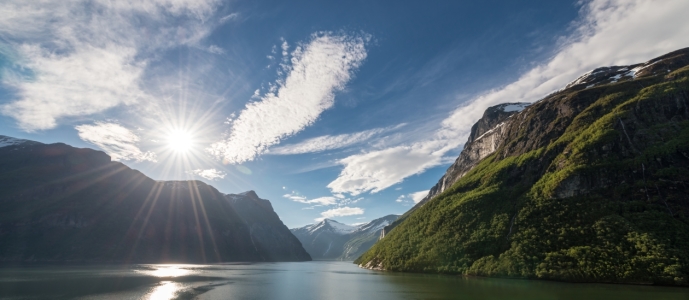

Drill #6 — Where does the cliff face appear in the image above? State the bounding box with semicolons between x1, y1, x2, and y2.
357;49;689;285
380;103;530;238
416;103;530;207
290;215;399;260
226;191;311;261
0;137;310;262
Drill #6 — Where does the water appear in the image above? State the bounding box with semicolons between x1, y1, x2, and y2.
0;262;689;300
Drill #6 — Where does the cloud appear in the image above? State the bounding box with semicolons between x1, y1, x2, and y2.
409;190;429;204
282;193;337;205
208;45;225;54
191;169;227;180
208;33;367;164
316;206;364;221
220;13;239;24
75;122;156;162
268;124;405;155
1;45;146;131
328;0;689;195
0;0;217;131
328;144;444;196
395;190;428;204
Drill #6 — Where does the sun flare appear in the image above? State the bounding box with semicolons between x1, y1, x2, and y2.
167;130;193;152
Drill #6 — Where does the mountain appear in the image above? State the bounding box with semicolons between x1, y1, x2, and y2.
0;136;311;263
355;48;689;286
290;215;399;260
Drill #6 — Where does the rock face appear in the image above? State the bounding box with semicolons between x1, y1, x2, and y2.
381;103;530;237
355;48;689;285
290;215;399;260
0;136;310;263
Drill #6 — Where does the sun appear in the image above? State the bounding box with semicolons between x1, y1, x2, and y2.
167;130;193;153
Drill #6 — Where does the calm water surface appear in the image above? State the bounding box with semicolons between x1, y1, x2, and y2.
0;262;689;300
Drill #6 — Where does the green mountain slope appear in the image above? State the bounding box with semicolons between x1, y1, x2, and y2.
355;49;689;285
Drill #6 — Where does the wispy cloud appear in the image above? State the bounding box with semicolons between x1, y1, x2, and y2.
208;33;367;164
0;0;217;131
328;0;689;195
208;45;225;54
220;13;239;24
316;206;364;221
75;122;156;162
395;190;428;204
409;190;429;203
282;193;337;205
191;169;227;180
268;124;405;155
328;143;445;195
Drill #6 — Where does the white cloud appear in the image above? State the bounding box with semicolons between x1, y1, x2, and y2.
220;13;239;24
395;190;428;204
316;206;364;220
409;190;429;203
268;124;405;155
2;45;145;131
328;0;689;195
328;144;444;196
282;193;337;205
208;33;366;164
191;169;227;180
208;45;225;54
0;0;217;131
75;122;156;162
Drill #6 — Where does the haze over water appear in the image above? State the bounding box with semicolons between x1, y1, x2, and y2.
0;261;689;300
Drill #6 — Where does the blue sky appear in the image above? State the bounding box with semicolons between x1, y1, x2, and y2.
0;0;689;227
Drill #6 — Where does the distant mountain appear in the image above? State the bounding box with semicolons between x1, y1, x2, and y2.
0;136;311;263
355;48;689;286
290;215;399;260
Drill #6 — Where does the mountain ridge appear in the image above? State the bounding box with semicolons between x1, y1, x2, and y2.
0;136;311;263
290;215;399;260
355;48;689;286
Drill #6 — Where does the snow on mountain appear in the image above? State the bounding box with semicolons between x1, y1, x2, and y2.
502;103;531;112
0;135;31;148
323;219;356;234
292;219;358;235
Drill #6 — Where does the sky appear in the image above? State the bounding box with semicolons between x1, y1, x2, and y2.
0;0;689;228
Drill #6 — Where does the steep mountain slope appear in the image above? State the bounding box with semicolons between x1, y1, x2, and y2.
290;215;399;260
383;102;530;235
338;215;400;260
0;136;310;262
356;48;689;285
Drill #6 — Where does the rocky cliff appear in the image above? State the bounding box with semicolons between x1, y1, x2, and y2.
356;49;689;285
290;215;399;260
0;137;310;263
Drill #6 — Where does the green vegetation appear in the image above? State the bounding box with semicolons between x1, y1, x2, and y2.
355;67;689;285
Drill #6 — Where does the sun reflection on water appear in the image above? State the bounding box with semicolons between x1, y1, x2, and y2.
144;281;182;300
137;265;192;277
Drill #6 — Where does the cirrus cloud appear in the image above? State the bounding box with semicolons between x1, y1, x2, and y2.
191;169;227;180
328;0;689;195
316;206;364;220
207;32;368;164
75;122;156;162
0;0;219;132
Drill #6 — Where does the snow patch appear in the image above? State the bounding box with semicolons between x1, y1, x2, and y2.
502;103;531;112
323;219;357;234
0;136;29;148
609;74;622;83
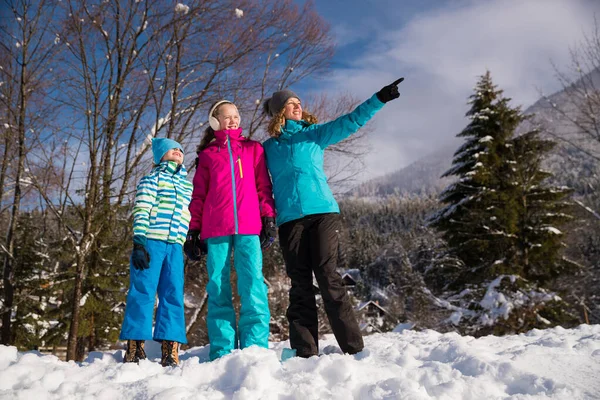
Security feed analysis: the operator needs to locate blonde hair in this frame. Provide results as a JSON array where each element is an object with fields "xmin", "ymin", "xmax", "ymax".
[
  {"xmin": 196, "ymin": 101, "xmax": 235, "ymax": 153},
  {"xmin": 267, "ymin": 109, "xmax": 319, "ymax": 138}
]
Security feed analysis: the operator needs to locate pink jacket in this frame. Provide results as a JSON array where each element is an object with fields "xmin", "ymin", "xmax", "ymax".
[{"xmin": 189, "ymin": 128, "xmax": 275, "ymax": 239}]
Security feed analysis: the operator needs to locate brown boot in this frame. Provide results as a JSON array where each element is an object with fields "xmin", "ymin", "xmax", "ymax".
[
  {"xmin": 160, "ymin": 340, "xmax": 179, "ymax": 367},
  {"xmin": 123, "ymin": 340, "xmax": 146, "ymax": 363}
]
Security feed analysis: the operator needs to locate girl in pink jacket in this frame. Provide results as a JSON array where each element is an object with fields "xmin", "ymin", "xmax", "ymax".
[{"xmin": 184, "ymin": 100, "xmax": 276, "ymax": 360}]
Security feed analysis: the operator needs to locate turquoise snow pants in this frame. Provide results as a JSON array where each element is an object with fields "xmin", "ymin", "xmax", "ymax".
[
  {"xmin": 206, "ymin": 235, "xmax": 271, "ymax": 360},
  {"xmin": 119, "ymin": 239, "xmax": 187, "ymax": 343}
]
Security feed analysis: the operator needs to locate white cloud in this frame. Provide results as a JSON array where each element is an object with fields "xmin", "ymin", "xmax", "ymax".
[{"xmin": 322, "ymin": 0, "xmax": 600, "ymax": 180}]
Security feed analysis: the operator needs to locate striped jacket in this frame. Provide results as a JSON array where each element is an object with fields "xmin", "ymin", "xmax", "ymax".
[{"xmin": 133, "ymin": 161, "xmax": 193, "ymax": 244}]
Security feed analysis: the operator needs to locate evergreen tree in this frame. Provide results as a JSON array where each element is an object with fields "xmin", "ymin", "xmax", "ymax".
[
  {"xmin": 506, "ymin": 130, "xmax": 576, "ymax": 283},
  {"xmin": 432, "ymin": 71, "xmax": 569, "ymax": 285},
  {"xmin": 432, "ymin": 72, "xmax": 522, "ymax": 276}
]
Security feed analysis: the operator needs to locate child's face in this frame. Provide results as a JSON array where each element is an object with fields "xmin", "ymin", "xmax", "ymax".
[
  {"xmin": 160, "ymin": 149, "xmax": 183, "ymax": 165},
  {"xmin": 283, "ymin": 97, "xmax": 302, "ymax": 121},
  {"xmin": 217, "ymin": 104, "xmax": 240, "ymax": 130}
]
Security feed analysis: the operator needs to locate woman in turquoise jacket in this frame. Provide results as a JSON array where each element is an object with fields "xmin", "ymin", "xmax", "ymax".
[{"xmin": 263, "ymin": 78, "xmax": 403, "ymax": 358}]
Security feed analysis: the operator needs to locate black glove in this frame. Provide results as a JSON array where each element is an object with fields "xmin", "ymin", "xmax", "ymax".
= = = = =
* [Task directions] Rewrite the material from the line with "Drill #6 — Where does the mountain ridge" up to and including the line with "356;48;689;285", replacing "mountain" with "hill" and leaving everything else unchanged.

* [Response]
Drill #6 — Where does the hill ridge appear in the image above? State the bounding box with semicolons between x1, y1, x2, and y2.
0;136;311;263
290;215;399;260
355;48;689;286
Drill #6 — Where does the snow on hill appear in the image above? State the bounding box with semicolons between x1, y1, x2, and y2.
502;103;531;112
0;135;31;148
323;219;356;234
292;219;358;235
Drill #6 — Where does the sky appear in the image above? State the bounding box with semicolons between x1, y1, x2, and y2.
0;0;689;228
Drill #6 — Where does the steep hill slope appear in the image above? State the bounding box with semicolons between x1, y1, x2, and y2.
290;215;399;260
383;102;530;235
338;215;400;260
0;136;310;262
356;48;689;285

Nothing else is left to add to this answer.